**Records excerpted from a collection**
____

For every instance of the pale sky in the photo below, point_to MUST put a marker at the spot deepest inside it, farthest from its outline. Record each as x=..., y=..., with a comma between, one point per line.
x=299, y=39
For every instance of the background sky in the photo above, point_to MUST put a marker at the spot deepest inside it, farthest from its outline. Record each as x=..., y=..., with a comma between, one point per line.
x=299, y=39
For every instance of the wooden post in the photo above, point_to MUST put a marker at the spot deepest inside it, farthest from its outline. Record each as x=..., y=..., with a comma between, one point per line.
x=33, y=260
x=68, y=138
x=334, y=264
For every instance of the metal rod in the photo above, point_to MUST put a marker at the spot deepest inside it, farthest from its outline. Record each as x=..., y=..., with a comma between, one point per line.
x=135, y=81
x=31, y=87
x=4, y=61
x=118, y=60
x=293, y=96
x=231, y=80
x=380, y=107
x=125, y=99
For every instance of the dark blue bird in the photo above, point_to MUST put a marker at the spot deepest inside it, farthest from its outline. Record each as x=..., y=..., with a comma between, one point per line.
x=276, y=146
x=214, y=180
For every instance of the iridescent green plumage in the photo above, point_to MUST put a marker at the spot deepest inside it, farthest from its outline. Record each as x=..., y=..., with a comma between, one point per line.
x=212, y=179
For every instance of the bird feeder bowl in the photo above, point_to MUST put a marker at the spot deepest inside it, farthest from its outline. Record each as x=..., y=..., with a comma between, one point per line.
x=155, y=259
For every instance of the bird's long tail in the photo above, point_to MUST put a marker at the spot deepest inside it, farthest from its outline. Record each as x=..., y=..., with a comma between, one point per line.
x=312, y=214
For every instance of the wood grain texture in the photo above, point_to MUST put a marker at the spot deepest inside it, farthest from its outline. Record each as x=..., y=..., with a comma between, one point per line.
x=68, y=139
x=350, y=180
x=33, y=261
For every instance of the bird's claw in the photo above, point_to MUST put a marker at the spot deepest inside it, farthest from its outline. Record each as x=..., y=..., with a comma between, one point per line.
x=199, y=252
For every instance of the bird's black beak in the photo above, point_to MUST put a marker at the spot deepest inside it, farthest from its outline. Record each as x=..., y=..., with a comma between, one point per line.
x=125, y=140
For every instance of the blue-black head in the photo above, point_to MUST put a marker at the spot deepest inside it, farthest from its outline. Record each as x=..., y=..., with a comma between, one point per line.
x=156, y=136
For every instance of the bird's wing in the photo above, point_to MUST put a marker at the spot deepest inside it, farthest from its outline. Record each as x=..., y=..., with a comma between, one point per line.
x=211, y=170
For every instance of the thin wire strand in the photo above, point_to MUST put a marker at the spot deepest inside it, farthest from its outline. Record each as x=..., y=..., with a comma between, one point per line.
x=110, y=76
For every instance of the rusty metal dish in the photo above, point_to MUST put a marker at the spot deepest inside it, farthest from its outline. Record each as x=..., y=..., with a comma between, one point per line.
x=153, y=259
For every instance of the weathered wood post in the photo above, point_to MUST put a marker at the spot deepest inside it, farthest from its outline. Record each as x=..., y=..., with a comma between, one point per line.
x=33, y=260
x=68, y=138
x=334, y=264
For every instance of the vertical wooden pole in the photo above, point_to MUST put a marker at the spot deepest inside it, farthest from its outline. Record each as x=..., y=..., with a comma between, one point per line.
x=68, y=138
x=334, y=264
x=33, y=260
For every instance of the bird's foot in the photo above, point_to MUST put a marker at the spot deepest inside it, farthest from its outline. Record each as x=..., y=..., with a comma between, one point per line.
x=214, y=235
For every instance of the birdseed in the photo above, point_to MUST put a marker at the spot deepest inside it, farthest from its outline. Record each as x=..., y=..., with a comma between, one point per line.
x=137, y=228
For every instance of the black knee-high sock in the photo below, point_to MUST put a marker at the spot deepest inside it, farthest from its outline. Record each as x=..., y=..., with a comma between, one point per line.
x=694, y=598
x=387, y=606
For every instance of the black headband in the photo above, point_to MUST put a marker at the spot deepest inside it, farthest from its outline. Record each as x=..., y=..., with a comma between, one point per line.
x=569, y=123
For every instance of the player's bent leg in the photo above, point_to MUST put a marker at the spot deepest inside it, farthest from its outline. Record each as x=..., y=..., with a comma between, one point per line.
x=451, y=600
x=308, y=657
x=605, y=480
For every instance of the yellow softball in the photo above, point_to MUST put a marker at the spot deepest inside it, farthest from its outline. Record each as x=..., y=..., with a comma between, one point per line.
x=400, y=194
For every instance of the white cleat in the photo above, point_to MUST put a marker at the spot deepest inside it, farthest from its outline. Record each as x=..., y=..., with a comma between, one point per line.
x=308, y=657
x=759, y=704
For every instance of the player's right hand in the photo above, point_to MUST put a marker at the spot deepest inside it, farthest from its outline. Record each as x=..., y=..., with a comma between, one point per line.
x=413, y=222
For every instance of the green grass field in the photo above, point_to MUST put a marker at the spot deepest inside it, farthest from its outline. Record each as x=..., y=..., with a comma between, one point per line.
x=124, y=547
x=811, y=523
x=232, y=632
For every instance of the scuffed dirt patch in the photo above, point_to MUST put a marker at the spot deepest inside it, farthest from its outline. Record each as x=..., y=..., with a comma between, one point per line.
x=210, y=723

____

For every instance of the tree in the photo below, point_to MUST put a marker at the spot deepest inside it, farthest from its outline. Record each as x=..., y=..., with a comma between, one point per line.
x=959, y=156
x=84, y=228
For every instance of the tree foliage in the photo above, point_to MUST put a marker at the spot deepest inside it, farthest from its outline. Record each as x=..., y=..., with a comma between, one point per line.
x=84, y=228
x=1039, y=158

____

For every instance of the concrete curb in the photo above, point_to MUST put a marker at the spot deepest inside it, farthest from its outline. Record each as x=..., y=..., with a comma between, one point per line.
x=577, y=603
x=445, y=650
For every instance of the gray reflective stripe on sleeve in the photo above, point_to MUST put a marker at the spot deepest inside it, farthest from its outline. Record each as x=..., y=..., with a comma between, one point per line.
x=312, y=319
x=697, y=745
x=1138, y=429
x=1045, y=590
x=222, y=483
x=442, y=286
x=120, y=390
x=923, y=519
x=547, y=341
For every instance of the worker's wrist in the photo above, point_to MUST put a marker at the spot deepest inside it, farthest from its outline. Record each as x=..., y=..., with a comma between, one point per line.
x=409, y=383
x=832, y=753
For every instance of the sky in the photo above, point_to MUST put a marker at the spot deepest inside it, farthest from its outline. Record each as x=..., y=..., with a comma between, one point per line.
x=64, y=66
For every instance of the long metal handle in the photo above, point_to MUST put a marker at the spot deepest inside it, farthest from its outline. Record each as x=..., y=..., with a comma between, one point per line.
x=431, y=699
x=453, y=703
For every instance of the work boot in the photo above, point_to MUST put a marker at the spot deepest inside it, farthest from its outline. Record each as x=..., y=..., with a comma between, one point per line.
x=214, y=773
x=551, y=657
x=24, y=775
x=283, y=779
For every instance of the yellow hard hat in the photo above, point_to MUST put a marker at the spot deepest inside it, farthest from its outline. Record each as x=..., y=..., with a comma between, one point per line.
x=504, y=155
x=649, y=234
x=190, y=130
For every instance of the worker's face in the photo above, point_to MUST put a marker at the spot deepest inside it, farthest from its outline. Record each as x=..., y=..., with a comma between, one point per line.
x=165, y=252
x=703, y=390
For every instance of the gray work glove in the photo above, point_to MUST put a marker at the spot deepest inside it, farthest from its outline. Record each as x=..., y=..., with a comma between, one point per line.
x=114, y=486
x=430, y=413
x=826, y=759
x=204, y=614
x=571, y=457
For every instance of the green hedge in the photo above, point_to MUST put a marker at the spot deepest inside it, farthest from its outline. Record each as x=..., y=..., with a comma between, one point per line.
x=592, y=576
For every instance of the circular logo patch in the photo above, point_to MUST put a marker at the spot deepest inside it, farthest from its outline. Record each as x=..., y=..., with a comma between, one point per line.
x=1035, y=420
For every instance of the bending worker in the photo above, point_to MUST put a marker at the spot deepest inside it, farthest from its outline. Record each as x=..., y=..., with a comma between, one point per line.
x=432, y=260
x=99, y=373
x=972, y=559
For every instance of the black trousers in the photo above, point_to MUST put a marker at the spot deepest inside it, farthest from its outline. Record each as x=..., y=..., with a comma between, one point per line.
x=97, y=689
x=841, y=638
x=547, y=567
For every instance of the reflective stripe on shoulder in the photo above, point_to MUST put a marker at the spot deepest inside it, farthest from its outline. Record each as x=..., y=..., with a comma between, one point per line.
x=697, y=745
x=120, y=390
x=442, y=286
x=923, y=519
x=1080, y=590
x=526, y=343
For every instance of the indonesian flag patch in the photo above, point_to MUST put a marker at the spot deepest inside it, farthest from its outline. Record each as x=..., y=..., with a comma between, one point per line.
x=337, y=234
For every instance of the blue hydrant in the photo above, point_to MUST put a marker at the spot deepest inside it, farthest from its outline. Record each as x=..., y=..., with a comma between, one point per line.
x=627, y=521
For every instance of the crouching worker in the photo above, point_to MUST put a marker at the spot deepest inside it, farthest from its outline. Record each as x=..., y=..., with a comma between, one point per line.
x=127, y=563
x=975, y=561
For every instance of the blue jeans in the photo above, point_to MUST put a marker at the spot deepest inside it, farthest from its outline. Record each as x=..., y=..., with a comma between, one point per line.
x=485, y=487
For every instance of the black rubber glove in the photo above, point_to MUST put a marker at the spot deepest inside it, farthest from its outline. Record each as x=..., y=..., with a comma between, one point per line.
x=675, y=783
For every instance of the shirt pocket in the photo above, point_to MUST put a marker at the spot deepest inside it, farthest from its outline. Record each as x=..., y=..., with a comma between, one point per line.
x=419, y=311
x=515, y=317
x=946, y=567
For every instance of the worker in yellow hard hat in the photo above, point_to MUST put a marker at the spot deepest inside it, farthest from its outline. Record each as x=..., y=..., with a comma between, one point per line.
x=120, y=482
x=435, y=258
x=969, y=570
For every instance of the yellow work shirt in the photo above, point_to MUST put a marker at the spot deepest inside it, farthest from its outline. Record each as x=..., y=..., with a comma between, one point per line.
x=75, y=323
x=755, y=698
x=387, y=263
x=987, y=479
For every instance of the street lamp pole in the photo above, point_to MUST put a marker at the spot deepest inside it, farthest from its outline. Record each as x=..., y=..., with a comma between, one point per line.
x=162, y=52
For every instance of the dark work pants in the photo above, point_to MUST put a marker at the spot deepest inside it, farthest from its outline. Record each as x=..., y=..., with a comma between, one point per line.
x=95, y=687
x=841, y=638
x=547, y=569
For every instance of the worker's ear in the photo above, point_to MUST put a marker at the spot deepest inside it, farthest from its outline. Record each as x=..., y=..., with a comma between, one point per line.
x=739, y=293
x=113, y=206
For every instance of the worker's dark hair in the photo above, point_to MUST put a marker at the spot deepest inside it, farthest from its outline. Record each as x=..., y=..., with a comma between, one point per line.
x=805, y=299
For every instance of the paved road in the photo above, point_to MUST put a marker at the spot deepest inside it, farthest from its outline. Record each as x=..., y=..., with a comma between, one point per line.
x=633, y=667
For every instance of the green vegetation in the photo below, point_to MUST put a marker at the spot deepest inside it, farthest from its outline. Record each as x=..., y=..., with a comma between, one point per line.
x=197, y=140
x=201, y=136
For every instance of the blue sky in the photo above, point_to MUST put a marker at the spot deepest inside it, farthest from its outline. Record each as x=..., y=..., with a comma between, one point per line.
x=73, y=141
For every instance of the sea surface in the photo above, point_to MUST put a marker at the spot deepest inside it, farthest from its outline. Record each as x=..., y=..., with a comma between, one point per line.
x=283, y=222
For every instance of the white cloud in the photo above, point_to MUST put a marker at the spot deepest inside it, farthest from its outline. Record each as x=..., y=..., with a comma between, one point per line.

____

**What is asked**
Rewrite only the lines of the records from the line with "For every instance of the black trousers" up to and including the line with "x=547, y=567", keeping every line. Scale each coordinate by 0.4, rounding to a whole number with halves going up.

**Output of the task**
For every instance of the black trousers in the photo above, point_to MUST put a marker at the spot deepest inside it, farthest from its outline. Record each as x=..., y=..., with a comma between, one point per line.
x=39, y=276
x=336, y=255
x=219, y=227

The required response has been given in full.